YOUR ASSIGNMENT —
Using the Nigeria covid-19 article, what are the answers to these questions?
(a) How many extra Nigerians does the article say the 2020 lockdown helped push into poverty?
(b) Which state leads the Delta variant count, and with how many cases?
(c) How many of the Lagos State fatalities have occurred in the current 3rd wave?

STUDY TEXT —

##########

Nigeria is unofficially experiencing the 3rd wave of covid-19 outbreak, with the nation’s commercial capital, Lagos State as the hotbed of cases in the country. With rising figures, the 3rd wave brings memories of 2020, when Nigeria joined a host of other nations on a lockdown that eventually contributed to plunging an extra 7 million Nigerians into poverty.
Around the world, the resurgence of infections is being fuelled by the deadlier Delta mutant of the covid-19 virus which spreads faster than the parent strain and causes a more severe illness in its victims.
In Nigeria, a few cases of the Delta variant have also been reported although it has not been fingered as the infectious agent in a majority of the cases reported thus far.
Nairametrics reported earlier this week that the Centre for Disease Control (NCDC) stated that 32 cases of Delta variant infections had been identified in 5 states nationwide, with Akwa Ibom State leading the count with 9 cases so far, followed by Lagos, Rivers, and Oyo states as well as the Federal Capital Territory (FCT).
Also, this week, the Lagos State Governor, Babajide Sanwo Olu made a dismal disclosure. “Over the course of managing the COVID-19 pandemic, about 5,029 patients have been admitted into our various COVID-19 care centres in Lagos.
“We have, sadly, recorded 390 fatalities in Lagos State, 30 of which have taken place in this current 3rd wave of the pandemic.
“Essentially, we have recorded on average six deaths per day since last week,” he said.
If cases continue to rise, another lockdown may be imminent and it could happen sooner than later. Can Nigerians afford this, however?

##########

[Extracted records]
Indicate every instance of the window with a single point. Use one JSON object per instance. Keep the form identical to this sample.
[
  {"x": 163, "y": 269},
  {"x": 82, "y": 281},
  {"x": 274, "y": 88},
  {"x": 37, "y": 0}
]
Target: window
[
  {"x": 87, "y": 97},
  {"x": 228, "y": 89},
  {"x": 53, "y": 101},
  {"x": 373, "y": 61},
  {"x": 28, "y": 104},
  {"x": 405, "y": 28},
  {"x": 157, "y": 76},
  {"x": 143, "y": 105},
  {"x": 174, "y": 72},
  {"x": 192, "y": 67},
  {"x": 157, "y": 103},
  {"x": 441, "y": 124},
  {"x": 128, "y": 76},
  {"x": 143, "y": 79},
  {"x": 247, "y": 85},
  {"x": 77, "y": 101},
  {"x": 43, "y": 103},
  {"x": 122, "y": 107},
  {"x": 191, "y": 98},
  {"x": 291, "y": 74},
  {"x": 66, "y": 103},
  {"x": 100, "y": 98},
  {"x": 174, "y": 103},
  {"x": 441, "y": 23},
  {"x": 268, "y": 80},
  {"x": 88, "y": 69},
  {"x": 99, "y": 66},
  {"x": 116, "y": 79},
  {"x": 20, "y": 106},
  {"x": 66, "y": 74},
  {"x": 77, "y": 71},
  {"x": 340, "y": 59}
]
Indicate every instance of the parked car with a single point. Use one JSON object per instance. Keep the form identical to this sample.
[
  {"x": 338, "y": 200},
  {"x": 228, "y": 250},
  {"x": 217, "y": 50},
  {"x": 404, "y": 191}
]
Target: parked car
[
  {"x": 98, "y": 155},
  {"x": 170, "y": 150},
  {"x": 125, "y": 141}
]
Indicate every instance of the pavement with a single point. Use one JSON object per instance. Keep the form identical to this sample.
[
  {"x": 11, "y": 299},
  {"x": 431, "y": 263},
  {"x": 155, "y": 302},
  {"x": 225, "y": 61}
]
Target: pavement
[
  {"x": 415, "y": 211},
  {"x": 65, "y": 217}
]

##########

RESPONSE TO THIS EXERCISE —
(a) 7 million
(b) Akwa Ibom State, with 9 cases
(c) 30